The new article addresses aspects related to non-clinical performance testing for patient-matched guides.
The Food and Drug Administration (FDA or the Agency), the US regulatory authority in the sphere of healthcare products, has published a guidance document dedicated to patient-matched guides to orthopedic implants. The document provides an overview of the applicable regulatory requirements as well as additional clarifications and recommendations to be considered by medical device manufacturers and other parties involved in order to ensure compliance. At the same time, provisions of the guidance are non-binding in their legal nature and are not intended to introduce new rules or impose new obligations. Moreover, the authority explicitly states that an alternative approach could be applied, provided such an approach is in line with the existing legislation and has been agreed upon with the authority in advance.
The scope of the guidance covers, inter alia, aspects related to non-clinical performance testing. With respect to the content and format of test reports to be submitted by responsible parties, the document refers to separate guidance issued by the FDA dedicated to the non-clinical bench performance testing information to be included in premarket submissions.

EXERCISE REQUIREMENTS:
Continue the passage on the FDA guidance for patient-matched orthopedic implant guides, starting after its final sentence.

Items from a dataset

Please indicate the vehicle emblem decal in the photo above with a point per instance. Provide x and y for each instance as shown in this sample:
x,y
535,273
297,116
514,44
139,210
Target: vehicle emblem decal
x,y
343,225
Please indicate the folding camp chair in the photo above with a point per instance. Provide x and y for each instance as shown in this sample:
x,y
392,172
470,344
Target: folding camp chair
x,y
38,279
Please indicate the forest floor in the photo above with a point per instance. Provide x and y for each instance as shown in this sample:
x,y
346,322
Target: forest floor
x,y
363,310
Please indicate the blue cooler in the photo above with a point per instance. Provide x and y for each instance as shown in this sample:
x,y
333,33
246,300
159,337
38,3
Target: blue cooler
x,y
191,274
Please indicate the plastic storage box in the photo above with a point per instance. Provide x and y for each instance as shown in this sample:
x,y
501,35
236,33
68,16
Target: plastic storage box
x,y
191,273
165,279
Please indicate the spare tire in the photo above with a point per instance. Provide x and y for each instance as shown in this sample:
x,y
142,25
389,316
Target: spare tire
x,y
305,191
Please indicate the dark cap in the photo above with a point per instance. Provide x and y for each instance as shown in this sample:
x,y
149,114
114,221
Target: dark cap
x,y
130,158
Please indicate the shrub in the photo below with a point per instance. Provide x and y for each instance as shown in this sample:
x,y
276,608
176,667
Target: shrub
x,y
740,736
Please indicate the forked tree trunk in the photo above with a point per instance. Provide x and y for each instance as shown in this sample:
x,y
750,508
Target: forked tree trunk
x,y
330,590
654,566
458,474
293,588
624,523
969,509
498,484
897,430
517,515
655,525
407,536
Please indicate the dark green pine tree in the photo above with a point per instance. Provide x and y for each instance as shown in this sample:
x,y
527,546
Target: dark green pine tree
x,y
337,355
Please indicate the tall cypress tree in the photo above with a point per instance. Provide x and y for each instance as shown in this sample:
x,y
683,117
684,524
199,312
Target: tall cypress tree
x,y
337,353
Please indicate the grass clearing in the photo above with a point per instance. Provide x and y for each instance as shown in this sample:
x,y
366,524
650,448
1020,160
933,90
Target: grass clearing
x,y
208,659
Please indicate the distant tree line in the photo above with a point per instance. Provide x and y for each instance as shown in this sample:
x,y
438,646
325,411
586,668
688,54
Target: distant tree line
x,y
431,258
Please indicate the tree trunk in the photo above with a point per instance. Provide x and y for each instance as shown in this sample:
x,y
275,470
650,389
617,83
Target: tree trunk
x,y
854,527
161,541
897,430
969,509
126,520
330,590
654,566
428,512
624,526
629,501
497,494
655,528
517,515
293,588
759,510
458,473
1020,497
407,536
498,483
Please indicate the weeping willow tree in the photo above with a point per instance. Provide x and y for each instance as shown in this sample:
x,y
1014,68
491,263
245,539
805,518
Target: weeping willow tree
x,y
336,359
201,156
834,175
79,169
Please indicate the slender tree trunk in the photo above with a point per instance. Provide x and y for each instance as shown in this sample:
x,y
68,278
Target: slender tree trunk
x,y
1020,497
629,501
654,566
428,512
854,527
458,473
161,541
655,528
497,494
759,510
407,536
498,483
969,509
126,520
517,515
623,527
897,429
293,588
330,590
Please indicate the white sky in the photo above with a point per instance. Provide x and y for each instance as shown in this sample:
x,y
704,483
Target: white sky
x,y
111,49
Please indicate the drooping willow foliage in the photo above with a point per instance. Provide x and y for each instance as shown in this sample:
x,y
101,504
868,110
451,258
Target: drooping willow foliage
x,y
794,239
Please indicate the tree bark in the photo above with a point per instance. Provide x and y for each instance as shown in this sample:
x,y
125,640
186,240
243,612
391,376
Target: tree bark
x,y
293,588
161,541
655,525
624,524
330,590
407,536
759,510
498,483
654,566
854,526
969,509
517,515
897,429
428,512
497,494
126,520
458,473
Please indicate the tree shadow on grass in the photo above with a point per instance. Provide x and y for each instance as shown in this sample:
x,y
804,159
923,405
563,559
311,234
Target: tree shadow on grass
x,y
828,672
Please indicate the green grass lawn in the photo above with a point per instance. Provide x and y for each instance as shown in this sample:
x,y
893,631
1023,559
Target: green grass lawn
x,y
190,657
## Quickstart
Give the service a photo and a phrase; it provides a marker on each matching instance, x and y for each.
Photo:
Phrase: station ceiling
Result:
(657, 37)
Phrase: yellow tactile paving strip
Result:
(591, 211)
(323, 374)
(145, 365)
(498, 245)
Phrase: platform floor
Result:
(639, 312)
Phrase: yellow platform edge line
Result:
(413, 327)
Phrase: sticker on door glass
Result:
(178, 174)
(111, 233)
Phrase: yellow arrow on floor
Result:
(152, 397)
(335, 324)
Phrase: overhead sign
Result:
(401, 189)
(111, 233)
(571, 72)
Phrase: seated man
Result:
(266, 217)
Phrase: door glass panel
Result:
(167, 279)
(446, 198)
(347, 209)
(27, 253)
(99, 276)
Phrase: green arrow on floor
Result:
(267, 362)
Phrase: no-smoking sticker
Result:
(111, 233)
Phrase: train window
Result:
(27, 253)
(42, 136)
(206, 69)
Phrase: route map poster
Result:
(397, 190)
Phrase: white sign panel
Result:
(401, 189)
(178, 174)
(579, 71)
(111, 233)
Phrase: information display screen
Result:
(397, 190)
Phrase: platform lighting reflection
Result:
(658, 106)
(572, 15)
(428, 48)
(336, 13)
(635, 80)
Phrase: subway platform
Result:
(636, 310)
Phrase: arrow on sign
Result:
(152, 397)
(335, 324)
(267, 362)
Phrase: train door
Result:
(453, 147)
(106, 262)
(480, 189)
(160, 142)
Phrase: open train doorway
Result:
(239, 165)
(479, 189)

TASK RESPONSE:
Intra- and Inter-Designer Variability
First of all, the authority mentions that the patient-matched guide design process should yield reproducible results for patient data sets within individual designers and across multiple designers since high designer variability may cause patient-matched guides to misalign implants. Thus, variability testing should take place in order to ensure that the results of a design process can be reproduced. For this purpose, the authority encourages the parties responsible for medical devices to investigate intra- and inter-designer variability across representative patient data sets and designers. The scope of the aforementioned testing should address such aspects as segmentation, anatomical landmark definition, and guide creation. In particular, the authority expects medical device manufacturers to use basic instructions to ensure the designers are able to follow them. As further explained by the authority, the data sets used should be representative in the context of the patient population, while the designers participating in the assessment should represent different experience levels. All the variabilities identified in the course of such an assessment should be subjected to a rigorous analysis in order to understand their impact.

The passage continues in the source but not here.